▸ **Task requirements**
Rewrite the stretch of the listing from the line containing "Objective — for the lake" through the end of the listing, replacing "thickest part" with "widest part" wherever it occurs and changing nothing else. Leave the pictures out of your answer.

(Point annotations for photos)
>>>>

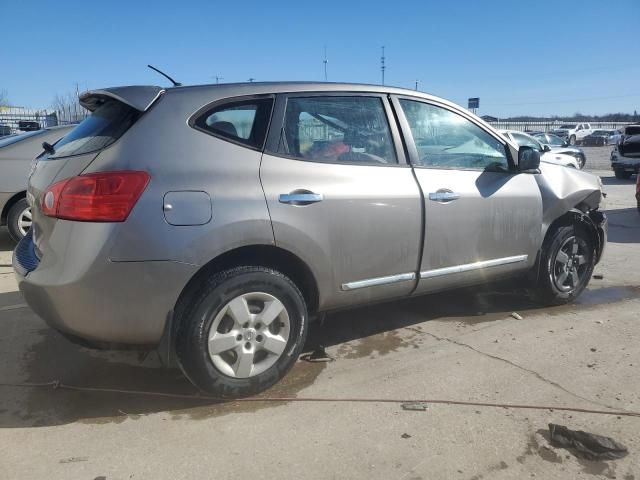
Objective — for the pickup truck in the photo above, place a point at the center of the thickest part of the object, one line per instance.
(573, 132)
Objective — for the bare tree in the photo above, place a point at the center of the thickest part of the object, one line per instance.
(68, 108)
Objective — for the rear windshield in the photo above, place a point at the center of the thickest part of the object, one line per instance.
(103, 127)
(11, 139)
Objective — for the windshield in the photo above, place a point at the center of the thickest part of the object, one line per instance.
(10, 140)
(555, 140)
(524, 140)
(106, 125)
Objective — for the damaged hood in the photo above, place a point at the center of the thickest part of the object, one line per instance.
(565, 188)
(138, 97)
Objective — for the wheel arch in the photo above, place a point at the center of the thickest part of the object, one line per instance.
(268, 256)
(10, 203)
(575, 216)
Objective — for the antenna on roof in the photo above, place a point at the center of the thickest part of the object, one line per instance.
(325, 61)
(175, 84)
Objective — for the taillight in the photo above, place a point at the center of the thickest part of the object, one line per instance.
(95, 197)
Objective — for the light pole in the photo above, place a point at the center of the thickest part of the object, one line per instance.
(325, 63)
(382, 65)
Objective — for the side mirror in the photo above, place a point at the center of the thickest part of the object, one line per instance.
(528, 159)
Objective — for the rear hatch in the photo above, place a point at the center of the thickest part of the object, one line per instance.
(114, 111)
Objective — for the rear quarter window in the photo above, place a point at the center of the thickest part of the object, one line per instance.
(240, 121)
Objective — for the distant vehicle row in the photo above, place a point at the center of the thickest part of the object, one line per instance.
(583, 134)
(16, 154)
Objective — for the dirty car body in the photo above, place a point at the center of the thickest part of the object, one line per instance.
(214, 220)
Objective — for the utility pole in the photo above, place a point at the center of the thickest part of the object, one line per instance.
(325, 63)
(382, 65)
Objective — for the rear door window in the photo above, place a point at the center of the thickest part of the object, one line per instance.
(243, 121)
(445, 139)
(99, 130)
(338, 130)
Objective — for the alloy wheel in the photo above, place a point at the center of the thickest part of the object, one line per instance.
(248, 335)
(570, 264)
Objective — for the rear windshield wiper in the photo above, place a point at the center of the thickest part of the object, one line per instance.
(48, 148)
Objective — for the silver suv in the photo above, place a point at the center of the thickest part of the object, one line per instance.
(214, 221)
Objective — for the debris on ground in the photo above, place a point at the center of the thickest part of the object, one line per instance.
(318, 355)
(415, 406)
(586, 445)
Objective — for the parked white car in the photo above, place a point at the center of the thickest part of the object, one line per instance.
(573, 132)
(546, 155)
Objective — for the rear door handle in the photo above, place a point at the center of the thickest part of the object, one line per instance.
(443, 196)
(300, 198)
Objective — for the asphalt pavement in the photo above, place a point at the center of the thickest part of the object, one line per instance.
(458, 346)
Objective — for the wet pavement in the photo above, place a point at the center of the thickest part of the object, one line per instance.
(462, 345)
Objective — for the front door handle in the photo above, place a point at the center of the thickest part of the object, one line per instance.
(300, 198)
(443, 196)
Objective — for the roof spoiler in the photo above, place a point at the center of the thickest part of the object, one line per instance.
(138, 97)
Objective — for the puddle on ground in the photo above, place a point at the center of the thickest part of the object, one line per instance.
(366, 332)
(373, 346)
(54, 358)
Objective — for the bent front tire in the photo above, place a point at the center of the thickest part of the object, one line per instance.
(567, 263)
(242, 333)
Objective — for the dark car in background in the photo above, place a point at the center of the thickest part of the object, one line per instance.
(625, 157)
(16, 154)
(638, 192)
(560, 145)
(599, 138)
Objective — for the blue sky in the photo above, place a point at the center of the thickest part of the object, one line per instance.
(542, 58)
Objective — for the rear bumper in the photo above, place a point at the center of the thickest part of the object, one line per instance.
(4, 198)
(113, 302)
(626, 166)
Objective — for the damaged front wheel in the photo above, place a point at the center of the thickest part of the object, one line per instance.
(567, 265)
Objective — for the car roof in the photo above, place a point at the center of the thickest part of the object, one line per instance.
(141, 97)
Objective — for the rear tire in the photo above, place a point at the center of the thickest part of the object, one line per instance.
(566, 265)
(19, 220)
(622, 175)
(242, 331)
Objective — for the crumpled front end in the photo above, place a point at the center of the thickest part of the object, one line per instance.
(567, 193)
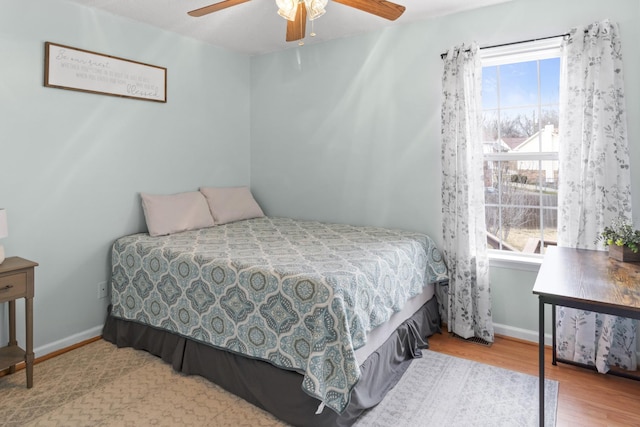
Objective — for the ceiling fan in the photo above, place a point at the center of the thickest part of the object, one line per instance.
(295, 11)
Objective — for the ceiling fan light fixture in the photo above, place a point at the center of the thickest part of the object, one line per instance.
(287, 9)
(315, 8)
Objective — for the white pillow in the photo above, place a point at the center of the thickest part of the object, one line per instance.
(229, 204)
(167, 214)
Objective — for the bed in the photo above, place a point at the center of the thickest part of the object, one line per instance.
(313, 322)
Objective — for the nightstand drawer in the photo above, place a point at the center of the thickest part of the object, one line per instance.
(13, 286)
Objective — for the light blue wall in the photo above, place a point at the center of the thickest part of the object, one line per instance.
(72, 164)
(349, 130)
(343, 131)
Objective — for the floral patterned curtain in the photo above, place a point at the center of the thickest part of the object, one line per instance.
(468, 311)
(594, 183)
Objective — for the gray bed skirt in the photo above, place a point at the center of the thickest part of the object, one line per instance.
(276, 390)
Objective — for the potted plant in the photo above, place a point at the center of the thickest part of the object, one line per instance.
(623, 241)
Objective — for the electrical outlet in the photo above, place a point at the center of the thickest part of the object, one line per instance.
(103, 291)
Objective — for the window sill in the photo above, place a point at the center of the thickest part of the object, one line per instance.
(503, 259)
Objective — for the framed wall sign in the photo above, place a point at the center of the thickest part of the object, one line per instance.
(77, 69)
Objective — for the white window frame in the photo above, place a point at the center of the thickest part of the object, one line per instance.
(508, 54)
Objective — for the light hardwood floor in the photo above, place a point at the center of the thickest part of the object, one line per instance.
(585, 398)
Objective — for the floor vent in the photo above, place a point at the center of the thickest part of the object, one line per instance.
(474, 340)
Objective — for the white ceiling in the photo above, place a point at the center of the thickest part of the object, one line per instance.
(255, 27)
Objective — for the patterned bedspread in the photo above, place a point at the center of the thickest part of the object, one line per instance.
(300, 294)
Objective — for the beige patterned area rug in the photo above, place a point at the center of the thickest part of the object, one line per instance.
(101, 385)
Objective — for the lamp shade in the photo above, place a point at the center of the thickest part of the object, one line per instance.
(4, 231)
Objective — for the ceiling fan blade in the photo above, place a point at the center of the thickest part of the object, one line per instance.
(215, 7)
(382, 8)
(295, 29)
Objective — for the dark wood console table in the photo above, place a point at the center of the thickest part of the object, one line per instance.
(586, 280)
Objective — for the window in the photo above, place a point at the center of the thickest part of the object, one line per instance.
(520, 111)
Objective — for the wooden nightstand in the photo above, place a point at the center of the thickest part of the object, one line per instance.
(16, 281)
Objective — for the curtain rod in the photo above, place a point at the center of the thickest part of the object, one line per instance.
(444, 55)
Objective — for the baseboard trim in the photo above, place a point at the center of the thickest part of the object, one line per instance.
(69, 342)
(61, 346)
(519, 333)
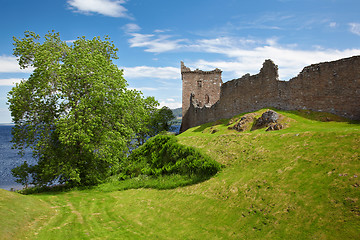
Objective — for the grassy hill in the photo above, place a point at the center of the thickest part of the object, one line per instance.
(301, 182)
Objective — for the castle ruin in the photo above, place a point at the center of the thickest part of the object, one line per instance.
(332, 87)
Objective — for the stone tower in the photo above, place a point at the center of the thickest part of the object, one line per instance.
(199, 87)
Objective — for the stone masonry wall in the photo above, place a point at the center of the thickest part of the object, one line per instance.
(330, 87)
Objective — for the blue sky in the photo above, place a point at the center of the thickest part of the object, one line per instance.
(154, 36)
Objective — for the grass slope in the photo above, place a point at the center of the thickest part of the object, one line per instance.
(302, 182)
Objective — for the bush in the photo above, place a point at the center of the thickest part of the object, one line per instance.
(162, 155)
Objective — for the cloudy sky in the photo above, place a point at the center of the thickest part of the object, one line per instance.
(153, 36)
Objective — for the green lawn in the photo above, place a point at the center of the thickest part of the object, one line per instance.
(302, 182)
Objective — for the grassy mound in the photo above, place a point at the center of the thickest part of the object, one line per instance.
(301, 182)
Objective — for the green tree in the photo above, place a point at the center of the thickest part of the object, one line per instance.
(75, 111)
(156, 121)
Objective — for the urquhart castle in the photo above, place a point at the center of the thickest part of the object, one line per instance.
(332, 87)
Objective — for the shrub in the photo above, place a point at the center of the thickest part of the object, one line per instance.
(163, 155)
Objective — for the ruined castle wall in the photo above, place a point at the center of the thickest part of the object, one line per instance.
(330, 87)
(200, 87)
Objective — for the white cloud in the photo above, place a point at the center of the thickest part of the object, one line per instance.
(111, 8)
(155, 43)
(355, 28)
(144, 89)
(9, 64)
(152, 72)
(242, 55)
(9, 81)
(248, 58)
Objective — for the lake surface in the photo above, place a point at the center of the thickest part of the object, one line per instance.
(9, 158)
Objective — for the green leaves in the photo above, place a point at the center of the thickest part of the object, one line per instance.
(74, 111)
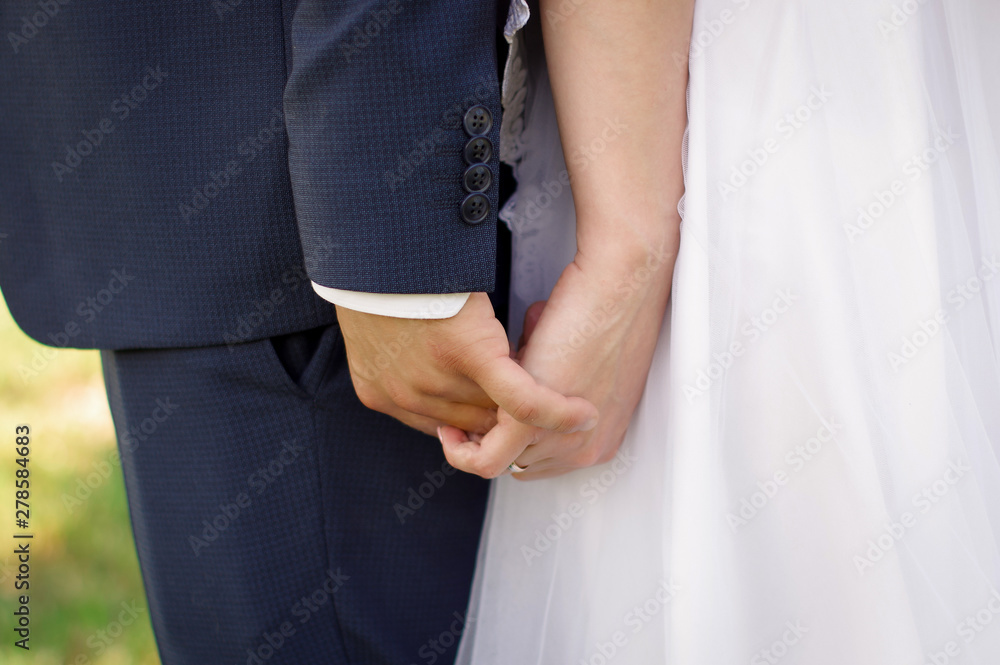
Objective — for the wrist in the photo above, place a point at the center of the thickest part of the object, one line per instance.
(644, 257)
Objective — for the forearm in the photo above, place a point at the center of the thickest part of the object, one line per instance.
(620, 100)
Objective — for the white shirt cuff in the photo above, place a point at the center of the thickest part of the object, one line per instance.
(398, 305)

<<<<

▸ **Solved exercise**
Objective — for the lake surface in the photo above, place a point at the center of the widest part of the object, one line per instance.
(9, 158)
Objective — for the green leaves in the photo above, place a point at the center of the widest part of the object, one line per instance.
(74, 111)
Objective — for the wrist in the photo above, place a point at the center of the widest part of the object, one line per instance.
(644, 257)
Objective — for the forearm in the photo above, place a point at the center of the widest part of the object, one line per instance.
(620, 100)
Objective — for the white shirt cuff in the photo above, place a point at the center of the widest part of the object, one line per instance.
(398, 305)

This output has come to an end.